### EXERCISE INPUT
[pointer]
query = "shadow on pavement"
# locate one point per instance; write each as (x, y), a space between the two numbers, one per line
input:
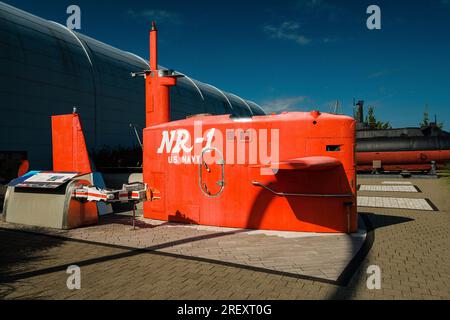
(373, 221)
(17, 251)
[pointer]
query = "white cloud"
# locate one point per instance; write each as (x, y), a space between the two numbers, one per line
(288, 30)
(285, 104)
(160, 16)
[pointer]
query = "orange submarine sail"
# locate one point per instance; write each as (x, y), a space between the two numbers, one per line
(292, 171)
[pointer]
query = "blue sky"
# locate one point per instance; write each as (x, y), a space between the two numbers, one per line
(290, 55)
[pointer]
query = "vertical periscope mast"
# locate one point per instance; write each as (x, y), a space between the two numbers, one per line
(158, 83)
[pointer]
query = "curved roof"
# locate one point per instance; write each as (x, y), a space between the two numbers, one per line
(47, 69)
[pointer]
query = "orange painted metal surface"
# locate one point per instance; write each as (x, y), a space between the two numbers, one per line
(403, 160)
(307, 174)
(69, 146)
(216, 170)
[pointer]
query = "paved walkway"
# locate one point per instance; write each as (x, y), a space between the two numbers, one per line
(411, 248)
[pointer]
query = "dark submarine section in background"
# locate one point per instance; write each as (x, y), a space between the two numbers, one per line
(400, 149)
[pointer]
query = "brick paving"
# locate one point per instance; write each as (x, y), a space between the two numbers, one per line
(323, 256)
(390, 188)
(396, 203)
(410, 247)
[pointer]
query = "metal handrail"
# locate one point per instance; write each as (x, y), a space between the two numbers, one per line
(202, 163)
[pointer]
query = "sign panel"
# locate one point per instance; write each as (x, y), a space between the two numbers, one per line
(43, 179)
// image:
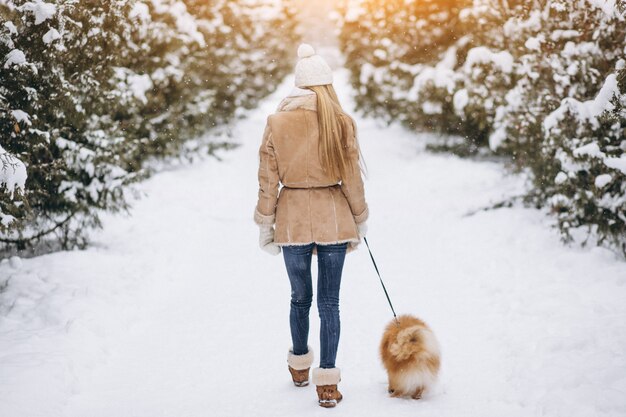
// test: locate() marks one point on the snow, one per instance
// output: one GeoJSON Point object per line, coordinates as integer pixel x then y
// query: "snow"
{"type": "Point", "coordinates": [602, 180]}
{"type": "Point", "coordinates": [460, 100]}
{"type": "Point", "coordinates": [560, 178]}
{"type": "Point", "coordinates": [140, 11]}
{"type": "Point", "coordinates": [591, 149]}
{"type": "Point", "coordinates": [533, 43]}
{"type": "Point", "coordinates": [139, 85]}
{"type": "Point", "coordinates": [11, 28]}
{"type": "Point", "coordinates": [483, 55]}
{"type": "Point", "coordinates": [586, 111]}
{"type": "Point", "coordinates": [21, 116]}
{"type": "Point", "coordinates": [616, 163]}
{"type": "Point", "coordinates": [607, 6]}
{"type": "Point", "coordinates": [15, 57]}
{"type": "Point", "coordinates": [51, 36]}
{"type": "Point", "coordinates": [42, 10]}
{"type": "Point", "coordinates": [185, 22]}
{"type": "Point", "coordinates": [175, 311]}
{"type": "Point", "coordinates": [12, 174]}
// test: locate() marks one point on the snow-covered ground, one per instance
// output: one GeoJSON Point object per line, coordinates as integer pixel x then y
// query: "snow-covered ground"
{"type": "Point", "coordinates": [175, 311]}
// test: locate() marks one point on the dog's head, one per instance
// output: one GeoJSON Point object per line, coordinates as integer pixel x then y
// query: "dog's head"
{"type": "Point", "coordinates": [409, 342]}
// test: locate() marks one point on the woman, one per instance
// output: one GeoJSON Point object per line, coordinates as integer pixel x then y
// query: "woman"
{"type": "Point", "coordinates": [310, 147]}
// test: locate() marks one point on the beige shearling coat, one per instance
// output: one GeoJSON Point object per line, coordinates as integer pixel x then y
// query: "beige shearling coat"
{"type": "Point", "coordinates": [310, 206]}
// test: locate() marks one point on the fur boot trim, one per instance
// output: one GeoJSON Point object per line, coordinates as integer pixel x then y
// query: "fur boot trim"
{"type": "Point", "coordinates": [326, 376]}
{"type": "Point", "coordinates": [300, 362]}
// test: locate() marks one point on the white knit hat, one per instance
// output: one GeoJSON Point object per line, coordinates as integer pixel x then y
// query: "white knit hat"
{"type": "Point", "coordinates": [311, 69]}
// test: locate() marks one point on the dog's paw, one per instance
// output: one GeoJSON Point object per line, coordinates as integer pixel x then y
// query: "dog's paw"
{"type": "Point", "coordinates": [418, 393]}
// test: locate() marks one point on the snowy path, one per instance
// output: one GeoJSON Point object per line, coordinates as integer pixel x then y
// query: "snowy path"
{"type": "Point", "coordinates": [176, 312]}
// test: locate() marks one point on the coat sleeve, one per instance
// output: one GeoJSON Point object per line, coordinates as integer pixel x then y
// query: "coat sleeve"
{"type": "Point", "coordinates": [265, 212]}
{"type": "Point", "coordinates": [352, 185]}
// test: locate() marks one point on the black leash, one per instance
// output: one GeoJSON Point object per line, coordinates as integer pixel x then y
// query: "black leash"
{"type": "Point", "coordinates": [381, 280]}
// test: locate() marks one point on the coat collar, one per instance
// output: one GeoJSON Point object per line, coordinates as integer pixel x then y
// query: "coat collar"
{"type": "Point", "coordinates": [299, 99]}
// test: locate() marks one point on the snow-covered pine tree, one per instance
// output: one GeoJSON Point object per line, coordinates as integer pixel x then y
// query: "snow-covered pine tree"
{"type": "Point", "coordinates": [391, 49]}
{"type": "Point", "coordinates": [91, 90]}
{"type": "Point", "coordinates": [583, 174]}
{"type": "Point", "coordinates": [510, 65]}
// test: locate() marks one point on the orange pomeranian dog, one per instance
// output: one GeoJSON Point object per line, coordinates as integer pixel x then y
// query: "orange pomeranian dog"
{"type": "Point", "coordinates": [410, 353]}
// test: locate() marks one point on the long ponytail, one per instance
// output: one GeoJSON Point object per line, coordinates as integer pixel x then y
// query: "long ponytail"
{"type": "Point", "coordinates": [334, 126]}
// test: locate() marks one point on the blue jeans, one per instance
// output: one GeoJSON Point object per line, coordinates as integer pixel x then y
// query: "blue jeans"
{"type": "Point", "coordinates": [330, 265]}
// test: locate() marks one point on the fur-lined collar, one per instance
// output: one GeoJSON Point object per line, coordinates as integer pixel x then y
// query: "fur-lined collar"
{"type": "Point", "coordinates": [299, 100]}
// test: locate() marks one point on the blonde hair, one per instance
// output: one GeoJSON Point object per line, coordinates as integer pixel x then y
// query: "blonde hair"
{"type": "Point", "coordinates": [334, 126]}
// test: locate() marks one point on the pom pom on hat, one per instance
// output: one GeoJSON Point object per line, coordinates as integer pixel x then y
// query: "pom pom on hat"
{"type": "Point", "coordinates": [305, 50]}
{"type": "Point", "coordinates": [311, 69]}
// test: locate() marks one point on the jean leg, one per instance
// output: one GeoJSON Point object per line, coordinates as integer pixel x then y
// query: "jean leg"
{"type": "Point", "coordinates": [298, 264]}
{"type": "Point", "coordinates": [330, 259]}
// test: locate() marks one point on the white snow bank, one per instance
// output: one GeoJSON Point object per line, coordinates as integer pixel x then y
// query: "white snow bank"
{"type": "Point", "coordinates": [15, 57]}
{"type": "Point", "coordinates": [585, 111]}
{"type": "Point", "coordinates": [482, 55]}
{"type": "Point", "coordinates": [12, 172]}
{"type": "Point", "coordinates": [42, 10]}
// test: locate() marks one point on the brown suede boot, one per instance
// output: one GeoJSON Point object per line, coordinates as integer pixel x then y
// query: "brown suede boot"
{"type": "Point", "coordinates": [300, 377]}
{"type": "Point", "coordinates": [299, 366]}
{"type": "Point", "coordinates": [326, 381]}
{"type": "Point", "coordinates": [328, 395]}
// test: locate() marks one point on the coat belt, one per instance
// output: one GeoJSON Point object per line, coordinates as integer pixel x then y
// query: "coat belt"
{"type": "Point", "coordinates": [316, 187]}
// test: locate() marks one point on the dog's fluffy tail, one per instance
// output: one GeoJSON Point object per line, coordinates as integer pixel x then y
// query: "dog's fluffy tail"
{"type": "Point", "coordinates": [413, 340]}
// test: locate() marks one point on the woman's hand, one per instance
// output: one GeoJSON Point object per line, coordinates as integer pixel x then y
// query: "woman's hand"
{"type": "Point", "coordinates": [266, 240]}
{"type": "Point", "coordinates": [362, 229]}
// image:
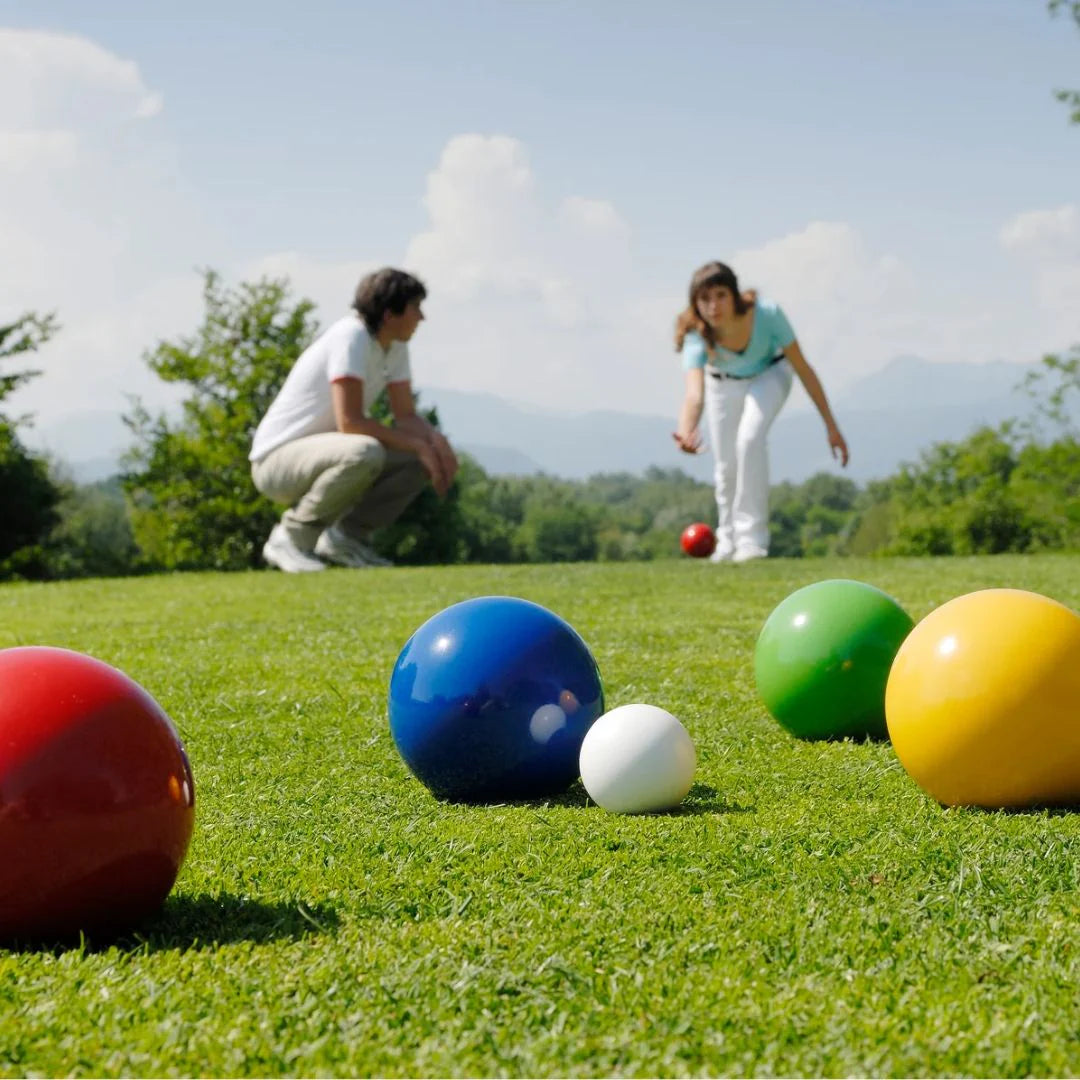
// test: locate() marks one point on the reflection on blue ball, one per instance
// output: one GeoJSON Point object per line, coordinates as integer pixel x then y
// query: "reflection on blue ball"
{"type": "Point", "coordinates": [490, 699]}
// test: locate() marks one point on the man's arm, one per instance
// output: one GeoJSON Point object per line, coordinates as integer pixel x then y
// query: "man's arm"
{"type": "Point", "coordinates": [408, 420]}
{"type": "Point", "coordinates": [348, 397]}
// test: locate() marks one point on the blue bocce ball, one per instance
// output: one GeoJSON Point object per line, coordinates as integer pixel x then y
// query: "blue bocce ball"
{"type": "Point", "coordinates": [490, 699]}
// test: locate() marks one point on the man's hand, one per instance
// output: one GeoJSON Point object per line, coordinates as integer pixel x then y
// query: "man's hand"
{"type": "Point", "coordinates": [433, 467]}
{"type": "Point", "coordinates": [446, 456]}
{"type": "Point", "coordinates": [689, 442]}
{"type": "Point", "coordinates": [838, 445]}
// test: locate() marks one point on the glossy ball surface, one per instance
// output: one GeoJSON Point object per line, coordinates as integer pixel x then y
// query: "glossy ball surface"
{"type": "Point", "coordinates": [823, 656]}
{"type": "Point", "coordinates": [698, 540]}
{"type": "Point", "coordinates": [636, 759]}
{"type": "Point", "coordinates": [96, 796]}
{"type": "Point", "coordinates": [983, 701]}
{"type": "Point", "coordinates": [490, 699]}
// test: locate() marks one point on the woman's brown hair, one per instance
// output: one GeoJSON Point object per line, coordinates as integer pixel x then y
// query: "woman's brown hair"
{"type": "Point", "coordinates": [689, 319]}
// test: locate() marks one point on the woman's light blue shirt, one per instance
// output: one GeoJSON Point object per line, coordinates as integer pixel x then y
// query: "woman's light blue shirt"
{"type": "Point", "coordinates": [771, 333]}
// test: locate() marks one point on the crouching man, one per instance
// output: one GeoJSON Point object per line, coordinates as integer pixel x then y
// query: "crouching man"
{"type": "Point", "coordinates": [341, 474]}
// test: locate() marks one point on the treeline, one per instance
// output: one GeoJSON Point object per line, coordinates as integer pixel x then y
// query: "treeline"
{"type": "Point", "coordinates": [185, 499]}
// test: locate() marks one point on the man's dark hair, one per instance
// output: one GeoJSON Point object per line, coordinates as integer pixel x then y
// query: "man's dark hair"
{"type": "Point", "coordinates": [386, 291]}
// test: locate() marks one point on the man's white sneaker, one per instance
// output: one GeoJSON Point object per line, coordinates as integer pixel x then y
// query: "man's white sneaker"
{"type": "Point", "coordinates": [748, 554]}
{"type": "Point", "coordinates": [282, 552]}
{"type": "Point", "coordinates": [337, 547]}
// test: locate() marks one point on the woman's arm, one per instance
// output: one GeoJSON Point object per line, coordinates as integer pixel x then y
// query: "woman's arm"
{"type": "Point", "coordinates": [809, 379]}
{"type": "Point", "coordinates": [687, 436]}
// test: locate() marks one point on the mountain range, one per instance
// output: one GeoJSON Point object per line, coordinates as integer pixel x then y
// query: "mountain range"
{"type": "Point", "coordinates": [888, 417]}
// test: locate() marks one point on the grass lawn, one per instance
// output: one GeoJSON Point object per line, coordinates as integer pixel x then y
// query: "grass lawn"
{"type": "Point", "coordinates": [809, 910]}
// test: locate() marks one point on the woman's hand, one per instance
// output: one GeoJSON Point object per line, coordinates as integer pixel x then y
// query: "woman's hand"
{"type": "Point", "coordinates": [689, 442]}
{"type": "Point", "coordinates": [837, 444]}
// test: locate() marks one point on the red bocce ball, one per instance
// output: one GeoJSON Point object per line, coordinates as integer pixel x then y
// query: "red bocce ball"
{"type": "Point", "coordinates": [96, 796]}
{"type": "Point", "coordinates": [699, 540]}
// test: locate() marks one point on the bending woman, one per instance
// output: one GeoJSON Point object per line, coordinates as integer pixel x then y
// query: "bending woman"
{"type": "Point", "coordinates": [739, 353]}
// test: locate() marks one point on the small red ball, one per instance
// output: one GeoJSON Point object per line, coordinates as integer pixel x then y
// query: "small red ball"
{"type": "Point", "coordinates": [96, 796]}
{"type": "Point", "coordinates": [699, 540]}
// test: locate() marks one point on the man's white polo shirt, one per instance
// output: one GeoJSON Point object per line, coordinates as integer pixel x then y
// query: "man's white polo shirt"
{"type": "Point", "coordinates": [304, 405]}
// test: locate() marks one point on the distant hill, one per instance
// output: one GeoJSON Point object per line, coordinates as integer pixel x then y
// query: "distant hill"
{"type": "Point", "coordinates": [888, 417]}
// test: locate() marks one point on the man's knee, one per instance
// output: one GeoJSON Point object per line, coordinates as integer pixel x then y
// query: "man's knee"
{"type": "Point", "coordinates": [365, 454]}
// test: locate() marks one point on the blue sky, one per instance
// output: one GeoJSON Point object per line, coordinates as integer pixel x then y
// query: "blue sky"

### TASK TO CARRY OUT
Would you filter the records and copy out each line containing "submarine"?

### EXPECTED OUTPUT
query = "orange submarine sail"
query = "dark submarine section in background"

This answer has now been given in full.